TO-DO LIST:
(a) Rewrite the passage on spiritual practices from "I’m not arguing" down to "is striving for.", substituting "over time" for "down the line".
(b) The passage on spiritual practices names practitioners who form a third distinct mode. List the kinds of practitioners it groups there.

EXTRACTED TEXT:

***

Some of those understandings and insights are mistaken.

These practices are supposed to lead to a clearer, truer understanding. Therefore, I think that they ought to converge. If not to one point then to multiple uniquely identifiable points.

That’s what I’m focusing on because states of mind and modes of life could be called subjective.

Is there some objective enlightenment?

I’m not arguing there is. I think if your main practice is filled with passion and is decidedly interpersonal, this will lead to you have different experiences and expertise, states of mind, than someone who has a detached, not interpersonal, emotionally calm practice. In a sense like any two people learning two quite different skills will, when they perform their art or job, will perform differently. Perhaps some understandings will be the same, perhaps not. But it seems likely to me that if one set of practices is intentionally engaging the amygdala as central to the practice and the other is detaching from it, what one experiences down the line, and what one is like down the line will have significant differences.

And then, also, different understandings of the role of emotions and what one is striving for.

This also fits my experience of the people who have been practicing these traditions for a long time. They have rather different presences, especially if we include pagan/indigenous/shamanistic practitioners creating a third distinct mode, different ways of relating (as tendencies in the groups) and different insights.

It’s not a coincidence that Buddhism tends to no self in ways that other practices do not. That some traditions have a no self rebirth and others a full on reincarnation. Or that the Christians have no reincarnation and a heavy moral focus. Or that the submissive self effacing practices (which include a kind of fatalism) in Islam leads to the way Muslims live and behave and relate to death.

Different practices, different parts of the brain, different foci.

I feel like it’s a cliche that they all lead to the same place, same beliefs.

***

DATA SHOWN:

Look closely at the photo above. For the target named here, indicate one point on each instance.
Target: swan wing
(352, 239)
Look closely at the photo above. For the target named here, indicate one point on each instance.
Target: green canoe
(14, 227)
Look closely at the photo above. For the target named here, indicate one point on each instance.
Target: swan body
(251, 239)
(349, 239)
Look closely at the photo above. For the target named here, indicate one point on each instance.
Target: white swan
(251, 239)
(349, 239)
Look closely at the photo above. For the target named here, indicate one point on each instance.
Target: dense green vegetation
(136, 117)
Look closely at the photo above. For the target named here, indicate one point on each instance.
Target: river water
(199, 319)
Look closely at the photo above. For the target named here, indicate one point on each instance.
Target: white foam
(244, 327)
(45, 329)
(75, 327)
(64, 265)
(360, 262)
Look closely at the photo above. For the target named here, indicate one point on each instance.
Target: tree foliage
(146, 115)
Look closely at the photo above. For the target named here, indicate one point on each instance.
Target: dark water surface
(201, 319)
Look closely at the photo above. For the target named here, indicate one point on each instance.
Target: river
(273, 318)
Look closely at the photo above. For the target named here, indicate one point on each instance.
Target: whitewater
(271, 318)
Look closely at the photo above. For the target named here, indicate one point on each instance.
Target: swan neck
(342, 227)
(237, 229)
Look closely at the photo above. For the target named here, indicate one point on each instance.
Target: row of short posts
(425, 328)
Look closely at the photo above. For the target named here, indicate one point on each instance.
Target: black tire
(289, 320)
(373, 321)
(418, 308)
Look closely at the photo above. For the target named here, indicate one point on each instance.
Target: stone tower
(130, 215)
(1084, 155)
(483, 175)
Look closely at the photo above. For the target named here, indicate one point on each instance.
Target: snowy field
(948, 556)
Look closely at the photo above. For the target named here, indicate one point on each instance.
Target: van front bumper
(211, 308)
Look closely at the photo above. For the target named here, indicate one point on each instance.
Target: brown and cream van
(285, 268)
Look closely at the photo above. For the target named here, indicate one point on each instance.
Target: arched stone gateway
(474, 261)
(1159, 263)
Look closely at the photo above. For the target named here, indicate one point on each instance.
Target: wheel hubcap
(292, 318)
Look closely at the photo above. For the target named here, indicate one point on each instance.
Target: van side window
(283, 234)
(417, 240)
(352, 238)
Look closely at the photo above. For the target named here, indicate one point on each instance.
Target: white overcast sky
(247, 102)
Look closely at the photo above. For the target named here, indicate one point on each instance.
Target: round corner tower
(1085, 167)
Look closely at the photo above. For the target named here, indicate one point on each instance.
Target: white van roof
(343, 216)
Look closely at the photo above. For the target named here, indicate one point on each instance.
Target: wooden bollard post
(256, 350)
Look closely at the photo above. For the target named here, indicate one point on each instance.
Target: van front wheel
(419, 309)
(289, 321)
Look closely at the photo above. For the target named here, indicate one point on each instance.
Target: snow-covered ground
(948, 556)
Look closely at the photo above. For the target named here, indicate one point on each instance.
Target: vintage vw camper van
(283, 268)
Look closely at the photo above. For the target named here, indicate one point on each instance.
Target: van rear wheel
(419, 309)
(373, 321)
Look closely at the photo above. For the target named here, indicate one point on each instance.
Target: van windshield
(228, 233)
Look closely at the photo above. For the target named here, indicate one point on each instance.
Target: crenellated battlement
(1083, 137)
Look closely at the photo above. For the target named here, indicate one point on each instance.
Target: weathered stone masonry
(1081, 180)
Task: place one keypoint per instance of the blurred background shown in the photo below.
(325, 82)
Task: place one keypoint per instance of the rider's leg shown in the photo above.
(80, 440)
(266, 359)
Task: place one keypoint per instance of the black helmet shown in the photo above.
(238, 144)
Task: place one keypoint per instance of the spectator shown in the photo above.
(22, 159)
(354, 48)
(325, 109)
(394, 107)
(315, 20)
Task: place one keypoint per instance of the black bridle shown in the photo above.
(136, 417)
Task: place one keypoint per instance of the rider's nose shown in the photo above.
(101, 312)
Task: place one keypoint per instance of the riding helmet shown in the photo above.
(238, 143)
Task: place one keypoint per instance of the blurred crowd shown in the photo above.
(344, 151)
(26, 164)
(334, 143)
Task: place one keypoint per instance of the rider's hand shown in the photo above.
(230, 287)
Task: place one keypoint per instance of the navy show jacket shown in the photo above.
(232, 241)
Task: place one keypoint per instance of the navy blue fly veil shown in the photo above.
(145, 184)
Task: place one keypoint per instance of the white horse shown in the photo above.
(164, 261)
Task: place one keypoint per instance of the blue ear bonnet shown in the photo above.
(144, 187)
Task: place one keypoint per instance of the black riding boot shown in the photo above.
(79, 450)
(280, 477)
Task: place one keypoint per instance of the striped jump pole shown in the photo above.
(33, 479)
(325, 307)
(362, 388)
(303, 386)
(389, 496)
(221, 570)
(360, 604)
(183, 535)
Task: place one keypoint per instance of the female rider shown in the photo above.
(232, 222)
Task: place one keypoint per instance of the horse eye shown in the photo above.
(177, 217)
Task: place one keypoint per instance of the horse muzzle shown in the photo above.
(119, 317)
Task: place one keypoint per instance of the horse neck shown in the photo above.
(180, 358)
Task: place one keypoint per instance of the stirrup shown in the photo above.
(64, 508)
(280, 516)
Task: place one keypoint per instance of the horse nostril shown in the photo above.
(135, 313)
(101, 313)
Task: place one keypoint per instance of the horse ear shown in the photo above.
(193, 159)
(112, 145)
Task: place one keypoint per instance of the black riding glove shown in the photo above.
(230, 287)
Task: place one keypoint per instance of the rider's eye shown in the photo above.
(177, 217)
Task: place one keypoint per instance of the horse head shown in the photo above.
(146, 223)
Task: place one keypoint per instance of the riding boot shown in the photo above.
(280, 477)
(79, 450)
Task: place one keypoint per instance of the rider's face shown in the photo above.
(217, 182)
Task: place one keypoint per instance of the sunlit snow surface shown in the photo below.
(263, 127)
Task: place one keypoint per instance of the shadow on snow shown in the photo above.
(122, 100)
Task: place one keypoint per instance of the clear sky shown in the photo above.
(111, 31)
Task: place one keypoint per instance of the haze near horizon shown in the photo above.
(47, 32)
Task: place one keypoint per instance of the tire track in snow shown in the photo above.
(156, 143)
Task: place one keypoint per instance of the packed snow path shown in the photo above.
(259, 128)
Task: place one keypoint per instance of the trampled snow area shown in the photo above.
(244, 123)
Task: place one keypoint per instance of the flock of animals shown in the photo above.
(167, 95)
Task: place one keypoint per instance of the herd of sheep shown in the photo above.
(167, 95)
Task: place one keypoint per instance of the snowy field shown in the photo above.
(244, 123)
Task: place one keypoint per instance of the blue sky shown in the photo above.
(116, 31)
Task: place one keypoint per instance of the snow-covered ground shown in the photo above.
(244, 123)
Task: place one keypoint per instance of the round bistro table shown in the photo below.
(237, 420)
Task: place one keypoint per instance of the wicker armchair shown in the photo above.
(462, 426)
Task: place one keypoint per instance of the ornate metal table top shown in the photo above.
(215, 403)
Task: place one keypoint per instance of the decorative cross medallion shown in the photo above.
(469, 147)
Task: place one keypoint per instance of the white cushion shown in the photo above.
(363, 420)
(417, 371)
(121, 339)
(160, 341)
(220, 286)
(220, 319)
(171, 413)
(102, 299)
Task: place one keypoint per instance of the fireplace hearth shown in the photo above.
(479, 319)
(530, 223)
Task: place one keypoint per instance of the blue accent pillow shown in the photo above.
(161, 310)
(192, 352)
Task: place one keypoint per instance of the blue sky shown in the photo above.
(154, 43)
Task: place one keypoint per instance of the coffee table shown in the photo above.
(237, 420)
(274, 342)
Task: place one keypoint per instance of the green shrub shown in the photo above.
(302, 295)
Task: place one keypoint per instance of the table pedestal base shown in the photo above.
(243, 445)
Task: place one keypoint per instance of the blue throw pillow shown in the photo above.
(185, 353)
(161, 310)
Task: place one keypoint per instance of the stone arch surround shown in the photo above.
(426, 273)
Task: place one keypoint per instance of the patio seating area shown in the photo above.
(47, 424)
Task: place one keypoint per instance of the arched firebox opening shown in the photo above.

***

ANSWERS FOR THIS EXERCISE:
(a)
I’m not arguing there is. I think if your main practice is filled with passion and is decidedly interpersonal, this will lead to you have different experiences and expertise, states of mind, than someone who has a detached, not interpersonal, emotionally calm practice. In a sense like any two people learning two quite different skills will, when they perform their art or job, will perform differently. Perhaps some understandings will be the same, perhaps not. But it seems likely to me that if one set of practices is intentionally engaging the amygdala as central to the practice and the other is detaching from it, what one experiences over time, and what one is like over time will have significant differences.

And then, also, different understandings of the role of emotions and what one is striving for.

(b) pagan, indigenous, shamanistic